• INPUT:
• • • • •

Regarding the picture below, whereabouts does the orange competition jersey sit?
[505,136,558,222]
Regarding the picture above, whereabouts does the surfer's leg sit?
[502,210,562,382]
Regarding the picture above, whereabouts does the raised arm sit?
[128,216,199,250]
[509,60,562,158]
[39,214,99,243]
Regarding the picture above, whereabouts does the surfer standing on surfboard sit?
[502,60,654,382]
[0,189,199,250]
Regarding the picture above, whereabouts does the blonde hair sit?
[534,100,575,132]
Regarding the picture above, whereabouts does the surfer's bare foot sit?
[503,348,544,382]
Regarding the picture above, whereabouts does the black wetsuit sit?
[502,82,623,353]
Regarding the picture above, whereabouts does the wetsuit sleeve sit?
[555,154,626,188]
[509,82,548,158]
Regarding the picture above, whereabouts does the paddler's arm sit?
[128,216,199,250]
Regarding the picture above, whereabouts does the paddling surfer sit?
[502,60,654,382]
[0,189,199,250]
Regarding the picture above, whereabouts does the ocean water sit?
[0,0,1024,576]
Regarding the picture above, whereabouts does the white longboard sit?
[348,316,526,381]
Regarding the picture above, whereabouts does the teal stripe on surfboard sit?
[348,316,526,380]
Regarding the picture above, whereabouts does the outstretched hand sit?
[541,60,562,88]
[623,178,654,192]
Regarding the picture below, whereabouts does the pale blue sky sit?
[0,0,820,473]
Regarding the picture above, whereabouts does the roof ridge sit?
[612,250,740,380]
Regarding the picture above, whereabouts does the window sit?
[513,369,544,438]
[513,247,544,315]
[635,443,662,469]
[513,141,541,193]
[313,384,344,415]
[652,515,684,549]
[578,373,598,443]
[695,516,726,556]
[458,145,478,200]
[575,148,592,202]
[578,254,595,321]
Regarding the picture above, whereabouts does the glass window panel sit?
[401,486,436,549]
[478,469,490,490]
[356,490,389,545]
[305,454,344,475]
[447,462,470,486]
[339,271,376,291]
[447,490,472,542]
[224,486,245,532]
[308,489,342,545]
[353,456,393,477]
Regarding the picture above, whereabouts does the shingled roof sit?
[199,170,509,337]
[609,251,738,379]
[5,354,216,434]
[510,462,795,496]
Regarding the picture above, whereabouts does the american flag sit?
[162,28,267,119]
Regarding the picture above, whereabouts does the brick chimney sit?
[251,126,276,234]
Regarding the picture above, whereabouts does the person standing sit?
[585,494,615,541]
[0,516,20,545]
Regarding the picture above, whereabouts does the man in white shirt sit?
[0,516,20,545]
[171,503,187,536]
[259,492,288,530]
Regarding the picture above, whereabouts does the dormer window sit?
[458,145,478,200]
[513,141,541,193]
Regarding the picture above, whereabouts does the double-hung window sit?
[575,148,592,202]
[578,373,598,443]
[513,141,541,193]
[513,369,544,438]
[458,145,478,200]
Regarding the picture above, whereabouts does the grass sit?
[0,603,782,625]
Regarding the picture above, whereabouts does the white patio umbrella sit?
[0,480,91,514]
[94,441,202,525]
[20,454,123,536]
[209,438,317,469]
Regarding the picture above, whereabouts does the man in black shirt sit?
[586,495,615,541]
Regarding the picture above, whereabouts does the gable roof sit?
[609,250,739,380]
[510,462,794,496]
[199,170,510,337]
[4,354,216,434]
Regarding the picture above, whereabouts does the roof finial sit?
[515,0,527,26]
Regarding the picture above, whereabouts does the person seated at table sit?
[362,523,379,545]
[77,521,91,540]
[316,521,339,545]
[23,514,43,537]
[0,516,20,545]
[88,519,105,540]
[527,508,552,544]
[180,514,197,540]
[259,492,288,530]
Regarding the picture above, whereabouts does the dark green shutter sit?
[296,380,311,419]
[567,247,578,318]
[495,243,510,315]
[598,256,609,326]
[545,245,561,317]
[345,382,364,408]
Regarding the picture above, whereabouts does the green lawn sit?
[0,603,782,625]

• • • • •

• WHAT THIS TASK INVOLVES: Copy out all of the data above again, word for word and line for line, with nothing altered.

• RESULT OF THIS EXERCISE:
Regarding the picture below, whereabouts does the orange competition jersey sit?
[505,136,558,222]
Regarding the picture above, whereabouts does the surfer's leg sit?
[502,210,562,382]
Regarding the picture above, whereabouts does the raised arm sit?
[128,216,199,250]
[509,60,562,158]
[39,214,99,243]
Regarding the picture above, whereabouts does the surfer standing on surfboard sit?
[502,60,654,382]
[0,189,199,250]
Regarding the picture above, whereabouts does the blonde hair sit?
[534,100,575,132]
Regarding the picture above, whereabouts does the surfer's bare foot sit?
[503,348,544,382]
Regarding the picture above, whereabouts does the black wetsuit sit?
[502,82,623,353]
Regarding the picture above, whereabouts does the wetsuit sleeve sit?
[555,154,626,188]
[509,82,548,158]
Regarding the picture above, whereabouts does the paddler's arm sit?
[128,216,199,250]
Regarding the picture above, whereabouts does the paddling surfer sit?
[502,60,654,382]
[0,189,199,250]
Regarding the picture above, whereabouts does the ocean water sit?
[0,0,1024,576]
Regarding the picture above, whereabouts does the white longboard sit?
[348,316,526,381]
Regarding the picture above, whereabouts does the teal stripe on surfboard sit?
[348,316,526,380]
Regarding the picture above, whereabouts does the outstretched hand sit?
[541,60,562,88]
[623,178,654,192]
Regarding the picture below, whereabouts does the pale blue sky sit?
[0,0,820,473]
Regarding the picture above, whereabouts does the roof ridge sit?
[612,250,740,380]
Regarding the picture above, whereabouts does the window sit?
[513,369,544,438]
[513,247,544,315]
[635,443,662,469]
[513,141,541,193]
[313,384,344,415]
[652,515,684,549]
[578,373,598,443]
[695,516,726,556]
[458,145,478,200]
[575,148,592,202]
[578,254,595,321]
Regarding the picture above, whereabouts does the glass window panel sit?
[401,486,436,549]
[478,469,490,490]
[356,490,389,545]
[305,454,344,475]
[447,462,470,486]
[339,271,376,291]
[447,490,472,542]
[224,486,245,532]
[308,489,342,545]
[353,456,393,477]
Regarding the picture above, whereabouts does the shingled roof sit?
[199,170,509,337]
[609,251,738,379]
[5,354,216,434]
[510,462,795,496]
Regarding the picture above, whereabouts does the american flag sit?
[162,28,267,119]
Regarding the picture above, whereabouts does the brick chimney sit?
[251,126,276,234]
Regarding the picture above, whereabouts does the person standing sit?
[585,494,615,541]
[0,516,20,545]
Regarding the picture above, whereabouts does the man in white shirt sit?
[0,516,20,545]
[171,503,187,536]
[259,492,288,530]
Regarding the picture above, whereabouts does the dormer window sit?
[458,145,478,200]
[513,141,541,193]
Regarding the picture above, whereabouts does the double-hung window sit?
[575,148,592,202]
[578,373,598,443]
[513,141,541,193]
[513,369,544,438]
[458,145,478,200]
Regarding the picture above, whereabouts does the grass sit?
[0,603,782,625]
Regarding the picture above, whereabouts does the white patio umbrella sit?
[0,480,91,514]
[94,441,202,525]
[20,454,123,536]
[209,438,317,469]
Regarding the picture above, whereabouts does the man in black shirt sit?
[586,495,615,541]
Regarding the picture above, whereabouts does the gable roof sit?
[609,250,739,380]
[510,462,794,496]
[199,170,510,337]
[4,354,216,434]
Regarding the picture above, whereabouts does the roof finial sit?
[515,0,527,26]
Regarding the picture above, whereabouts does the person seated at table sit?
[362,523,379,545]
[77,521,91,540]
[316,521,339,545]
[23,514,43,537]
[0,516,20,545]
[88,519,105,540]
[527,508,552,544]
[180,514,197,540]
[259,492,288,530]
Regarding the picture above, whereabouts does the dark green shutter sit?
[296,380,311,419]
[567,247,578,318]
[495,243,510,315]
[598,256,609,326]
[545,245,561,317]
[345,382,364,408]
Regarding the picture above, whereabouts does the green lawn sit?
[0,603,782,625]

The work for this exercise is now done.